───── MATERIAL SHOWN ─────
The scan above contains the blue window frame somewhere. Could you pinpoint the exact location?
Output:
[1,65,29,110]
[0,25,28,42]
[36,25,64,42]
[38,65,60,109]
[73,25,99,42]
─────
### DIRECTIONS
Pull every line from the entries that contains the string "above".

### CORRECT OUTPUT
The scan above contains the blue window frame somewhere. Could you pinpoint the exact location?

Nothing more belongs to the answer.